● Exercise: Below are some records; output exactly the lines from the line with "target | flower cluster" to the line with "target | individual purple flower", both ends kept, and nothing more.

──────── Data for this exercise ────────

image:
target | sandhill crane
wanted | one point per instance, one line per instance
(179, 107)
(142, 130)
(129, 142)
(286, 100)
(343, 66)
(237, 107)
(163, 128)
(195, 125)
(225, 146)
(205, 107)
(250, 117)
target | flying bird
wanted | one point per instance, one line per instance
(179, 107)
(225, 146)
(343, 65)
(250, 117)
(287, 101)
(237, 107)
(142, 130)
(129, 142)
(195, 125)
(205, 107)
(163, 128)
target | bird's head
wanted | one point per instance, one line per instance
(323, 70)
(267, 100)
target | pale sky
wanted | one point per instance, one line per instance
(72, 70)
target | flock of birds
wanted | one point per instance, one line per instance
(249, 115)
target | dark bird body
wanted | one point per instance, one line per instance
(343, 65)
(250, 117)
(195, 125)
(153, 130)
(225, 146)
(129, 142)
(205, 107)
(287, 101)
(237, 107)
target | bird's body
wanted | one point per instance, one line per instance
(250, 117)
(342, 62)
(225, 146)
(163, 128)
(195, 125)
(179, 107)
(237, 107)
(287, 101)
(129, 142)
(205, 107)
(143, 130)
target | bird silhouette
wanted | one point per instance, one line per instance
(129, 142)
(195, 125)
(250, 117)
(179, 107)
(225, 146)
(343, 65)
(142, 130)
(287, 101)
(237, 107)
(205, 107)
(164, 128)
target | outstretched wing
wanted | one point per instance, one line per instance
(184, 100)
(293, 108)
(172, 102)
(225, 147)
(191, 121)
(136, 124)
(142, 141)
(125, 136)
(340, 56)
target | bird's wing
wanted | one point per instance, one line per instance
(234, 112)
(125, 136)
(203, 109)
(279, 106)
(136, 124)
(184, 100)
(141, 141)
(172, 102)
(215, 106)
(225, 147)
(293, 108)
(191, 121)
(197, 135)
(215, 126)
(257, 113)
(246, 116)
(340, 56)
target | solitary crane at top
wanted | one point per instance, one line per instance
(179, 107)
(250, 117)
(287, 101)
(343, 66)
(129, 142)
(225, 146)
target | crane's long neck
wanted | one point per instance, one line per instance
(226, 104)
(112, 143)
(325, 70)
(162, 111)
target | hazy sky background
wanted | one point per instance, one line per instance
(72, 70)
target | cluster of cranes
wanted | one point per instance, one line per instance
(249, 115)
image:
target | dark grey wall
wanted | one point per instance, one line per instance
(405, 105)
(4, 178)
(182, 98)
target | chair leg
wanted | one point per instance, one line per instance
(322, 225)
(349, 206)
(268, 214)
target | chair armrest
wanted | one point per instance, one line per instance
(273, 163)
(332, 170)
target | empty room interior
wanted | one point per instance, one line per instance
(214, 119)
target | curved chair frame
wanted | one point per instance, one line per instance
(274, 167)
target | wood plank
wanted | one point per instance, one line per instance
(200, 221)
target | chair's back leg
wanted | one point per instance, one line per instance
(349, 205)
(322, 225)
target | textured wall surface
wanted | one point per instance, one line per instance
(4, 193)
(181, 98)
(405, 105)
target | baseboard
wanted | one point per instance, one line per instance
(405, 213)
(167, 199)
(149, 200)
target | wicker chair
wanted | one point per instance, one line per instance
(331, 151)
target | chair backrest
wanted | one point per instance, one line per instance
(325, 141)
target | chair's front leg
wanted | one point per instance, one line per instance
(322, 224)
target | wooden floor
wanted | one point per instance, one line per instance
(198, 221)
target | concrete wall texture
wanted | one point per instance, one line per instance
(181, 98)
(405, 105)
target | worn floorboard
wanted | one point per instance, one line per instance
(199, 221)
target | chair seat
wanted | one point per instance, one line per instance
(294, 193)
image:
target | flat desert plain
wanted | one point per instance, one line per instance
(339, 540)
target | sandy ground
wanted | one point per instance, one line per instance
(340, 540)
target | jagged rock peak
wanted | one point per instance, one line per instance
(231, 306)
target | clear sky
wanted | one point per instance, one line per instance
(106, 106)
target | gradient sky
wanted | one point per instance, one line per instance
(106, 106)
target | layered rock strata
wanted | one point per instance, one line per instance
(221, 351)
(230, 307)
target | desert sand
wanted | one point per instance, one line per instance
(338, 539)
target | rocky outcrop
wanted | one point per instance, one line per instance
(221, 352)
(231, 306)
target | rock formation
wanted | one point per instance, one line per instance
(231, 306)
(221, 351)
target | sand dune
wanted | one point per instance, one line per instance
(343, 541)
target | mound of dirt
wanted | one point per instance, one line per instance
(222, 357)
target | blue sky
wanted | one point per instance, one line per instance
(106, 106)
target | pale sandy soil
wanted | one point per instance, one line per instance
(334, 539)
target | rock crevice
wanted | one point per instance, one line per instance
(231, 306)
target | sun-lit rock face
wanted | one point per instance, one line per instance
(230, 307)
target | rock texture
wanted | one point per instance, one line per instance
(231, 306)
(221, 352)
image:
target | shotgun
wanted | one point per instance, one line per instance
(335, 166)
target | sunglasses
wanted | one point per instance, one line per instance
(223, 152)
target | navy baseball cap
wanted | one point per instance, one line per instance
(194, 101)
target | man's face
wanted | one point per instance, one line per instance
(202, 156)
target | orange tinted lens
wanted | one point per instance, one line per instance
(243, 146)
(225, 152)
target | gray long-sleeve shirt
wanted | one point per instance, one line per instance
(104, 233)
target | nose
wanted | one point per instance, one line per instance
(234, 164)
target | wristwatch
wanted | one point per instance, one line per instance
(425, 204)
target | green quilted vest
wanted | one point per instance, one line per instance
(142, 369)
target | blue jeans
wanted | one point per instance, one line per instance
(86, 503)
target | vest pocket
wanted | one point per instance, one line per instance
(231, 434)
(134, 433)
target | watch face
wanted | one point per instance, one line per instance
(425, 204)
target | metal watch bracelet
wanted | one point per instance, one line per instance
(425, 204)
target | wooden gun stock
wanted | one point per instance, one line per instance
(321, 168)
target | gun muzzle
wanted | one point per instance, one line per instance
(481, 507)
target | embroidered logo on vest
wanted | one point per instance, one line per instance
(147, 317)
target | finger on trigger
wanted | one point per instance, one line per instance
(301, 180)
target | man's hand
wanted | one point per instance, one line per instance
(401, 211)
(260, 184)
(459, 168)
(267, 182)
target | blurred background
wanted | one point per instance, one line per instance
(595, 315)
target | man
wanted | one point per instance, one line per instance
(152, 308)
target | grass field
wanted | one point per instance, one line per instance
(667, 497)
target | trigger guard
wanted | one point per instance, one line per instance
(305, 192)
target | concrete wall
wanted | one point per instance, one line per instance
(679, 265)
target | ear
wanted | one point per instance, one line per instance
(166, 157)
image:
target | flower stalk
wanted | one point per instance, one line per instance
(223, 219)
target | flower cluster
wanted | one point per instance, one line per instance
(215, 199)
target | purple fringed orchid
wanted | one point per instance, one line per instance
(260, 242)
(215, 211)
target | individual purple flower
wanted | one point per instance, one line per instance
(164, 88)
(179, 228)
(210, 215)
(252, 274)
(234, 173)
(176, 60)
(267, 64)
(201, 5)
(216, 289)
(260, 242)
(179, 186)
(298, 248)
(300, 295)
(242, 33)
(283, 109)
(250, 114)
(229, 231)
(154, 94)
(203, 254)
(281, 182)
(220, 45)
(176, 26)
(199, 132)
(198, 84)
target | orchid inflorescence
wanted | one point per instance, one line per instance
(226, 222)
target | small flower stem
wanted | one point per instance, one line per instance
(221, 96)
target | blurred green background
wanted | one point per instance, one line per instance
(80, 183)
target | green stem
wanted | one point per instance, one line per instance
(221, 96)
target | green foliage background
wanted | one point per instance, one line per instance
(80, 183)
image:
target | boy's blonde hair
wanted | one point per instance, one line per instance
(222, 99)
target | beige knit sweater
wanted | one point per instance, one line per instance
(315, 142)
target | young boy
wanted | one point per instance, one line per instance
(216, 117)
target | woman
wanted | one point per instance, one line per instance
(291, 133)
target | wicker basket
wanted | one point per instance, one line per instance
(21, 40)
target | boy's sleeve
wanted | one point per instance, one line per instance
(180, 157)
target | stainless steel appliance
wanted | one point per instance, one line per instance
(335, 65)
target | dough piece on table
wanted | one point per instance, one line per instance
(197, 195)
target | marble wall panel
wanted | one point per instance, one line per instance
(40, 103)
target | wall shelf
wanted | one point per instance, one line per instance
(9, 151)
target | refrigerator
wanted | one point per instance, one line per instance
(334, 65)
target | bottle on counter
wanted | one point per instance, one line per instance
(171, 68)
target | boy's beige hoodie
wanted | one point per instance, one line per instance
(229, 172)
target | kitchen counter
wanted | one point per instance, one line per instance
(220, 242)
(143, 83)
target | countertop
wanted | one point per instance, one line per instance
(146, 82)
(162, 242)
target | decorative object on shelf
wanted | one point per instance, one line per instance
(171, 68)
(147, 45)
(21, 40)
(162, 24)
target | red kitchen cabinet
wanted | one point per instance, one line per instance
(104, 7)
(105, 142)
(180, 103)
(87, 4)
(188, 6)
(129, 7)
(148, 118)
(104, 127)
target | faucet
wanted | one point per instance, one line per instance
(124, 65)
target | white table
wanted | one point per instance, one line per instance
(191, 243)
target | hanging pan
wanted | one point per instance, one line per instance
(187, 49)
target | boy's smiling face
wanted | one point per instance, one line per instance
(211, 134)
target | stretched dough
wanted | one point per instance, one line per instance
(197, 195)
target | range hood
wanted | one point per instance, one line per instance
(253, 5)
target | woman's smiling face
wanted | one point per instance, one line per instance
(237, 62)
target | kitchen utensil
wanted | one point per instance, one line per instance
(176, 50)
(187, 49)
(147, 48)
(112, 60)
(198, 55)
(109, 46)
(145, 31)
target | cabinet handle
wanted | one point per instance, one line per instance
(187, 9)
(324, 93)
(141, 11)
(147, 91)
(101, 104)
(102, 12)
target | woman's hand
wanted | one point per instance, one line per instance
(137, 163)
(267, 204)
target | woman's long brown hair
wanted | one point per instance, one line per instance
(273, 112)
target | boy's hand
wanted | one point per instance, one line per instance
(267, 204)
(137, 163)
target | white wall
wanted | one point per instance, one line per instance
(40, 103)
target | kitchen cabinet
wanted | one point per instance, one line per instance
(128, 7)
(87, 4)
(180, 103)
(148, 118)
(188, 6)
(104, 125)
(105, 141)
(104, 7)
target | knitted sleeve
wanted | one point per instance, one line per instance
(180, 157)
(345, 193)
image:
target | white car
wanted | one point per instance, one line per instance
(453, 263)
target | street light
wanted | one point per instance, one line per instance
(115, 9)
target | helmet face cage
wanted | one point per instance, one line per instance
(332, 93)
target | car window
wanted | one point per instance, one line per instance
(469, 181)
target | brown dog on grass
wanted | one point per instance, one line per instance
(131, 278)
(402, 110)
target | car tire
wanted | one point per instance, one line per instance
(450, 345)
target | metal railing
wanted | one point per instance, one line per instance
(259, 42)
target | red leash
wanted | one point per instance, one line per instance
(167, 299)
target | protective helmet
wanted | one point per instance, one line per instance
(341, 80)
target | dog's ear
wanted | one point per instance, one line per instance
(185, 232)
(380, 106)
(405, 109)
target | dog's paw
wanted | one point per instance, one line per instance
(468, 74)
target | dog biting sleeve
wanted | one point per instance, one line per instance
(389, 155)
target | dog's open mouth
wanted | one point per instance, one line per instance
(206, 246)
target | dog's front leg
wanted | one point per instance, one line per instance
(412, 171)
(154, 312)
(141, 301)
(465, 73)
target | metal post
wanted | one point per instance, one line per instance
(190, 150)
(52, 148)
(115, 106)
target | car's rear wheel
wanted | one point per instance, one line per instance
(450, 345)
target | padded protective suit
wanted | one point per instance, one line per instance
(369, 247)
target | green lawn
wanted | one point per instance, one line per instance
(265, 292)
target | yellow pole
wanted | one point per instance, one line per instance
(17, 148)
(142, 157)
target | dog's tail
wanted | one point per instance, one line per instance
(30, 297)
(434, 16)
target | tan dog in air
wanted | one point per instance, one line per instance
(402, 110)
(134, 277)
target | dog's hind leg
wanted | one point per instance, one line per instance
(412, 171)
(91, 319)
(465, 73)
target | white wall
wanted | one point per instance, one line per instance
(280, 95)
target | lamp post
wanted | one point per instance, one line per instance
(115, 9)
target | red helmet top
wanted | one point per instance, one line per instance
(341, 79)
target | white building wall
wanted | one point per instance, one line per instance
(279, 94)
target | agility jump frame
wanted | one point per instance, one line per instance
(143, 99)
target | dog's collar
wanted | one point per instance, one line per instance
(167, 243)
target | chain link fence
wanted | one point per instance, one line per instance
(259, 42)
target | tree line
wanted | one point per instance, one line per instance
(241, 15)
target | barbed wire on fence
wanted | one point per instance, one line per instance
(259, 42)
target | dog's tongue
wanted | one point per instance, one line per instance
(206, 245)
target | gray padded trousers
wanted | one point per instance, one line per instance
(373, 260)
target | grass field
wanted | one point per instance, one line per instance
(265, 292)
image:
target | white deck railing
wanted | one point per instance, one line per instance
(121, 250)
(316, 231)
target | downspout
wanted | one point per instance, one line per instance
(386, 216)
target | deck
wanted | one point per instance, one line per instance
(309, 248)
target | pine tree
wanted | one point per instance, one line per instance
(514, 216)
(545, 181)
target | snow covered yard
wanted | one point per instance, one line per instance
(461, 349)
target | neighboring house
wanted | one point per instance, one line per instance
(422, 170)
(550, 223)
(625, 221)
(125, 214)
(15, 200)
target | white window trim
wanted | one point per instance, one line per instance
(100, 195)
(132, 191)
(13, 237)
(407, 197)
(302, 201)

────────

● Response area:
target | flower cluster
wanted | one point per instance, one line per instance
(215, 199)
target | purple fringed orchid
wanted | one point per instance, one line per instance
(260, 242)
(215, 211)
target | individual purple flower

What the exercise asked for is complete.